* [MATERIAL]:

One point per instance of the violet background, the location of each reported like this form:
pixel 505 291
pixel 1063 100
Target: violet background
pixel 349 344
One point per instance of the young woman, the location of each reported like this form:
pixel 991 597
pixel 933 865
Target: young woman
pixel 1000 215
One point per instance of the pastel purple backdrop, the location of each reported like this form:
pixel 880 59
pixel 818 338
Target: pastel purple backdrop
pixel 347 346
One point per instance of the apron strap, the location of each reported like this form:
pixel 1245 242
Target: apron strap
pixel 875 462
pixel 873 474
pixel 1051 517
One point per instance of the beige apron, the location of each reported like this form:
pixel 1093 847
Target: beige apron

* [SET EXERCISE]: Set down, exactly and in full, the lines from the one containing "One point per instance of the young" through the end of the entries; no other line belongs.

* [TASK OUTPUT]:
One point per instance of the young woman, the location of each reported like this form:
pixel 991 597
pixel 933 865
Target: young woman
pixel 1000 215
One point per instance of the pastel purple backdrop, the location of each reported like this form:
pixel 880 59
pixel 818 338
Target: pastel purple backdrop
pixel 347 346
One point per instance of the apron strap, the location of each reported like this form:
pixel 1245 242
Target: apron strap
pixel 875 462
pixel 873 474
pixel 1051 517
One point per instance of the beige apron, the location of each reported like this form:
pixel 1093 847
Target: beige apron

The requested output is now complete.